# The task:
With pictures removed, output every record below exactly as written.

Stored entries

-- Opening Marker --

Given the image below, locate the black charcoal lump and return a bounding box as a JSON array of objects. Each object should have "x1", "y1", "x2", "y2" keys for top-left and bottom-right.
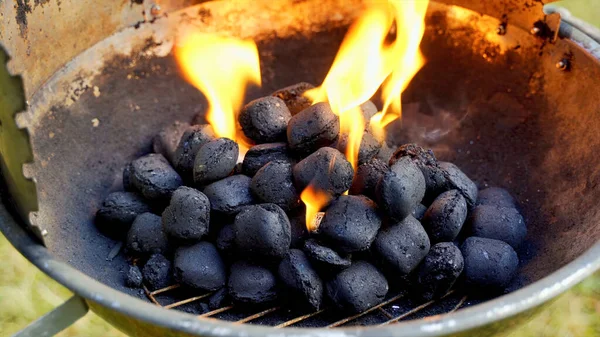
[
  {"x1": 203, "y1": 175, "x2": 255, "y2": 215},
  {"x1": 239, "y1": 96, "x2": 292, "y2": 143},
  {"x1": 440, "y1": 162, "x2": 478, "y2": 207},
  {"x1": 349, "y1": 158, "x2": 388, "y2": 200},
  {"x1": 303, "y1": 239, "x2": 351, "y2": 271},
  {"x1": 126, "y1": 213, "x2": 169, "y2": 256},
  {"x1": 318, "y1": 195, "x2": 382, "y2": 253},
  {"x1": 332, "y1": 130, "x2": 381, "y2": 165},
  {"x1": 289, "y1": 210, "x2": 309, "y2": 248},
  {"x1": 216, "y1": 224, "x2": 236, "y2": 256},
  {"x1": 233, "y1": 203, "x2": 291, "y2": 259},
  {"x1": 153, "y1": 121, "x2": 190, "y2": 164},
  {"x1": 412, "y1": 204, "x2": 427, "y2": 221},
  {"x1": 142, "y1": 254, "x2": 172, "y2": 290},
  {"x1": 422, "y1": 190, "x2": 468, "y2": 243},
  {"x1": 373, "y1": 216, "x2": 430, "y2": 275},
  {"x1": 174, "y1": 242, "x2": 226, "y2": 291},
  {"x1": 242, "y1": 142, "x2": 294, "y2": 177},
  {"x1": 416, "y1": 242, "x2": 464, "y2": 301},
  {"x1": 326, "y1": 261, "x2": 388, "y2": 313},
  {"x1": 208, "y1": 288, "x2": 228, "y2": 310},
  {"x1": 461, "y1": 237, "x2": 518, "y2": 289},
  {"x1": 123, "y1": 163, "x2": 134, "y2": 191},
  {"x1": 161, "y1": 186, "x2": 211, "y2": 241},
  {"x1": 126, "y1": 265, "x2": 143, "y2": 288},
  {"x1": 468, "y1": 205, "x2": 527, "y2": 249},
  {"x1": 377, "y1": 156, "x2": 426, "y2": 221},
  {"x1": 251, "y1": 160, "x2": 300, "y2": 211},
  {"x1": 193, "y1": 137, "x2": 239, "y2": 185},
  {"x1": 271, "y1": 82, "x2": 315, "y2": 115},
  {"x1": 293, "y1": 147, "x2": 354, "y2": 196},
  {"x1": 228, "y1": 261, "x2": 278, "y2": 304},
  {"x1": 96, "y1": 191, "x2": 151, "y2": 239},
  {"x1": 287, "y1": 102, "x2": 340, "y2": 154},
  {"x1": 173, "y1": 124, "x2": 216, "y2": 179},
  {"x1": 130, "y1": 153, "x2": 183, "y2": 201},
  {"x1": 278, "y1": 249, "x2": 323, "y2": 310},
  {"x1": 476, "y1": 187, "x2": 517, "y2": 208}
]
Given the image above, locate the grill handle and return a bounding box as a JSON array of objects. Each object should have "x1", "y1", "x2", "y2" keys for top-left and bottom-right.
[{"x1": 11, "y1": 296, "x2": 89, "y2": 337}]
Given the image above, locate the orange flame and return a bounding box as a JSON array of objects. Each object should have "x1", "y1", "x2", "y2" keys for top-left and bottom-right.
[
  {"x1": 174, "y1": 32, "x2": 261, "y2": 153},
  {"x1": 300, "y1": 184, "x2": 332, "y2": 232}
]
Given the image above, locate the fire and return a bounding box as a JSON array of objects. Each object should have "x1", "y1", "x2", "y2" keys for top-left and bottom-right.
[
  {"x1": 174, "y1": 32, "x2": 261, "y2": 152},
  {"x1": 300, "y1": 184, "x2": 332, "y2": 232}
]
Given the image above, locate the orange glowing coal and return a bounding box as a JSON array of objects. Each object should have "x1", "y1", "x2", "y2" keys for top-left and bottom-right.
[
  {"x1": 300, "y1": 184, "x2": 332, "y2": 232},
  {"x1": 174, "y1": 32, "x2": 261, "y2": 153}
]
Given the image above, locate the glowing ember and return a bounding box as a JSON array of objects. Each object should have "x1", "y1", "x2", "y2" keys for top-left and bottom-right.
[
  {"x1": 174, "y1": 33, "x2": 261, "y2": 153},
  {"x1": 300, "y1": 184, "x2": 332, "y2": 232}
]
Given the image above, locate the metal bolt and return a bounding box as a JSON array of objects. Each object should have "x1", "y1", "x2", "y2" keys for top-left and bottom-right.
[
  {"x1": 496, "y1": 24, "x2": 506, "y2": 35},
  {"x1": 150, "y1": 4, "x2": 161, "y2": 17},
  {"x1": 556, "y1": 59, "x2": 570, "y2": 71},
  {"x1": 531, "y1": 26, "x2": 541, "y2": 35}
]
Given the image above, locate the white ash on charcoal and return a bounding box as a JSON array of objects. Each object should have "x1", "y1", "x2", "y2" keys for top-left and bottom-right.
[
  {"x1": 278, "y1": 249, "x2": 324, "y2": 310},
  {"x1": 153, "y1": 121, "x2": 190, "y2": 165},
  {"x1": 250, "y1": 160, "x2": 300, "y2": 211},
  {"x1": 422, "y1": 190, "x2": 468, "y2": 243},
  {"x1": 271, "y1": 82, "x2": 315, "y2": 115},
  {"x1": 233, "y1": 203, "x2": 291, "y2": 260},
  {"x1": 331, "y1": 129, "x2": 382, "y2": 165},
  {"x1": 303, "y1": 238, "x2": 351, "y2": 272},
  {"x1": 461, "y1": 237, "x2": 518, "y2": 289},
  {"x1": 476, "y1": 187, "x2": 517, "y2": 208},
  {"x1": 372, "y1": 215, "x2": 430, "y2": 275},
  {"x1": 293, "y1": 147, "x2": 354, "y2": 196},
  {"x1": 125, "y1": 265, "x2": 143, "y2": 288},
  {"x1": 208, "y1": 287, "x2": 229, "y2": 310},
  {"x1": 161, "y1": 186, "x2": 211, "y2": 242},
  {"x1": 359, "y1": 101, "x2": 378, "y2": 126},
  {"x1": 95, "y1": 191, "x2": 151, "y2": 239},
  {"x1": 173, "y1": 242, "x2": 226, "y2": 291},
  {"x1": 228, "y1": 261, "x2": 278, "y2": 305},
  {"x1": 416, "y1": 242, "x2": 464, "y2": 301},
  {"x1": 376, "y1": 156, "x2": 426, "y2": 221},
  {"x1": 467, "y1": 205, "x2": 526, "y2": 249},
  {"x1": 239, "y1": 96, "x2": 292, "y2": 143},
  {"x1": 142, "y1": 253, "x2": 172, "y2": 290},
  {"x1": 202, "y1": 175, "x2": 255, "y2": 215},
  {"x1": 173, "y1": 124, "x2": 216, "y2": 180},
  {"x1": 326, "y1": 261, "x2": 389, "y2": 314},
  {"x1": 412, "y1": 203, "x2": 427, "y2": 221},
  {"x1": 349, "y1": 158, "x2": 388, "y2": 200},
  {"x1": 193, "y1": 137, "x2": 239, "y2": 186},
  {"x1": 439, "y1": 162, "x2": 478, "y2": 207},
  {"x1": 130, "y1": 153, "x2": 183, "y2": 202},
  {"x1": 318, "y1": 195, "x2": 381, "y2": 254},
  {"x1": 126, "y1": 213, "x2": 170, "y2": 256},
  {"x1": 242, "y1": 142, "x2": 295, "y2": 177},
  {"x1": 287, "y1": 102, "x2": 340, "y2": 154}
]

-- Closing Marker --

# The completed task:
Given the image below, locate the black charcoal lump and return a bounding box as a JSON array of objects. Each object should have "x1", "y1", "x2", "y2" keys for top-left and bottom-right.
[
  {"x1": 203, "y1": 175, "x2": 255, "y2": 215},
  {"x1": 239, "y1": 96, "x2": 292, "y2": 143},
  {"x1": 440, "y1": 162, "x2": 478, "y2": 207},
  {"x1": 349, "y1": 158, "x2": 388, "y2": 200},
  {"x1": 303, "y1": 239, "x2": 351, "y2": 271},
  {"x1": 126, "y1": 213, "x2": 169, "y2": 256},
  {"x1": 318, "y1": 195, "x2": 382, "y2": 253},
  {"x1": 332, "y1": 130, "x2": 381, "y2": 165},
  {"x1": 289, "y1": 210, "x2": 309, "y2": 248},
  {"x1": 216, "y1": 224, "x2": 236, "y2": 256},
  {"x1": 233, "y1": 203, "x2": 291, "y2": 259},
  {"x1": 153, "y1": 121, "x2": 190, "y2": 164},
  {"x1": 412, "y1": 204, "x2": 427, "y2": 221},
  {"x1": 142, "y1": 254, "x2": 172, "y2": 290},
  {"x1": 422, "y1": 190, "x2": 468, "y2": 243},
  {"x1": 373, "y1": 216, "x2": 430, "y2": 275},
  {"x1": 174, "y1": 242, "x2": 226, "y2": 291},
  {"x1": 242, "y1": 142, "x2": 294, "y2": 177},
  {"x1": 416, "y1": 242, "x2": 464, "y2": 301},
  {"x1": 326, "y1": 261, "x2": 388, "y2": 313},
  {"x1": 208, "y1": 288, "x2": 228, "y2": 310},
  {"x1": 461, "y1": 237, "x2": 518, "y2": 289},
  {"x1": 123, "y1": 163, "x2": 134, "y2": 191},
  {"x1": 161, "y1": 186, "x2": 211, "y2": 241},
  {"x1": 126, "y1": 265, "x2": 143, "y2": 288},
  {"x1": 468, "y1": 205, "x2": 527, "y2": 249},
  {"x1": 377, "y1": 156, "x2": 426, "y2": 221},
  {"x1": 251, "y1": 160, "x2": 300, "y2": 211},
  {"x1": 193, "y1": 137, "x2": 239, "y2": 185},
  {"x1": 271, "y1": 82, "x2": 315, "y2": 115},
  {"x1": 293, "y1": 147, "x2": 354, "y2": 196},
  {"x1": 228, "y1": 261, "x2": 278, "y2": 304},
  {"x1": 96, "y1": 191, "x2": 151, "y2": 239},
  {"x1": 287, "y1": 102, "x2": 340, "y2": 154},
  {"x1": 173, "y1": 124, "x2": 216, "y2": 179},
  {"x1": 130, "y1": 153, "x2": 183, "y2": 201},
  {"x1": 278, "y1": 249, "x2": 323, "y2": 310},
  {"x1": 476, "y1": 187, "x2": 517, "y2": 208}
]
Given the image above, locate the grill handle and return a bounding box as a JSON array of objects. Each object should have "x1", "y1", "x2", "y2" keys for top-left and bottom-right.
[{"x1": 11, "y1": 296, "x2": 89, "y2": 337}]
Given the image above, locate the orange flame and return a bounding box as a JSON array of objects. Each object should have "x1", "y1", "x2", "y2" keys for top-left and bottom-right.
[
  {"x1": 174, "y1": 32, "x2": 261, "y2": 153},
  {"x1": 300, "y1": 184, "x2": 332, "y2": 232}
]
Given the image above, locate the fire and return a bounding box as a JSON array of objects. Each object should have "x1", "y1", "x2", "y2" keys for top-left and bottom-right.
[
  {"x1": 174, "y1": 32, "x2": 261, "y2": 152},
  {"x1": 300, "y1": 184, "x2": 332, "y2": 232}
]
Given the image above, locate the orange glowing coal and return a bounding box as a JSON array of objects. Each object should have "x1", "y1", "x2", "y2" keys for top-left and bottom-right.
[
  {"x1": 300, "y1": 184, "x2": 332, "y2": 232},
  {"x1": 174, "y1": 32, "x2": 261, "y2": 153}
]
Given the image above, locate the glowing ember and return a bounding box as a JSON array of objects. Each object should have "x1", "y1", "x2", "y2" keys for top-left and bottom-right.
[
  {"x1": 174, "y1": 33, "x2": 261, "y2": 153},
  {"x1": 300, "y1": 184, "x2": 332, "y2": 232}
]
Given the image above, locate the metal bolt and return a bounding box as a JSON array of objects. Each object should have "x1", "y1", "x2", "y2" keys for top-left and bottom-right.
[
  {"x1": 496, "y1": 24, "x2": 506, "y2": 35},
  {"x1": 150, "y1": 4, "x2": 161, "y2": 17},
  {"x1": 556, "y1": 59, "x2": 570, "y2": 71},
  {"x1": 531, "y1": 26, "x2": 541, "y2": 35}
]
Given the image above, locate the white ash on charcoal and return a bounding box as a JSON array of objects. Each object should have "x1", "y1", "x2", "y2" keys for top-left and bottom-right.
[
  {"x1": 278, "y1": 249, "x2": 324, "y2": 310},
  {"x1": 153, "y1": 121, "x2": 190, "y2": 165},
  {"x1": 250, "y1": 160, "x2": 300, "y2": 211},
  {"x1": 422, "y1": 190, "x2": 468, "y2": 243},
  {"x1": 271, "y1": 82, "x2": 315, "y2": 115},
  {"x1": 233, "y1": 203, "x2": 291, "y2": 260},
  {"x1": 331, "y1": 129, "x2": 382, "y2": 165},
  {"x1": 303, "y1": 238, "x2": 351, "y2": 272},
  {"x1": 461, "y1": 237, "x2": 518, "y2": 289},
  {"x1": 476, "y1": 187, "x2": 517, "y2": 208},
  {"x1": 372, "y1": 215, "x2": 430, "y2": 275},
  {"x1": 293, "y1": 147, "x2": 354, "y2": 196},
  {"x1": 125, "y1": 265, "x2": 143, "y2": 288},
  {"x1": 208, "y1": 287, "x2": 229, "y2": 310},
  {"x1": 161, "y1": 186, "x2": 211, "y2": 242},
  {"x1": 359, "y1": 101, "x2": 378, "y2": 126},
  {"x1": 95, "y1": 191, "x2": 151, "y2": 239},
  {"x1": 173, "y1": 242, "x2": 226, "y2": 291},
  {"x1": 228, "y1": 261, "x2": 278, "y2": 305},
  {"x1": 416, "y1": 242, "x2": 464, "y2": 301},
  {"x1": 376, "y1": 156, "x2": 426, "y2": 221},
  {"x1": 467, "y1": 205, "x2": 526, "y2": 249},
  {"x1": 239, "y1": 96, "x2": 292, "y2": 143},
  {"x1": 142, "y1": 253, "x2": 172, "y2": 290},
  {"x1": 202, "y1": 175, "x2": 255, "y2": 215},
  {"x1": 173, "y1": 124, "x2": 216, "y2": 180},
  {"x1": 326, "y1": 261, "x2": 389, "y2": 314},
  {"x1": 412, "y1": 203, "x2": 427, "y2": 221},
  {"x1": 349, "y1": 158, "x2": 388, "y2": 200},
  {"x1": 193, "y1": 137, "x2": 239, "y2": 186},
  {"x1": 439, "y1": 162, "x2": 478, "y2": 207},
  {"x1": 130, "y1": 153, "x2": 183, "y2": 202},
  {"x1": 318, "y1": 195, "x2": 381, "y2": 254},
  {"x1": 126, "y1": 213, "x2": 170, "y2": 256},
  {"x1": 242, "y1": 142, "x2": 295, "y2": 177},
  {"x1": 287, "y1": 102, "x2": 340, "y2": 154}
]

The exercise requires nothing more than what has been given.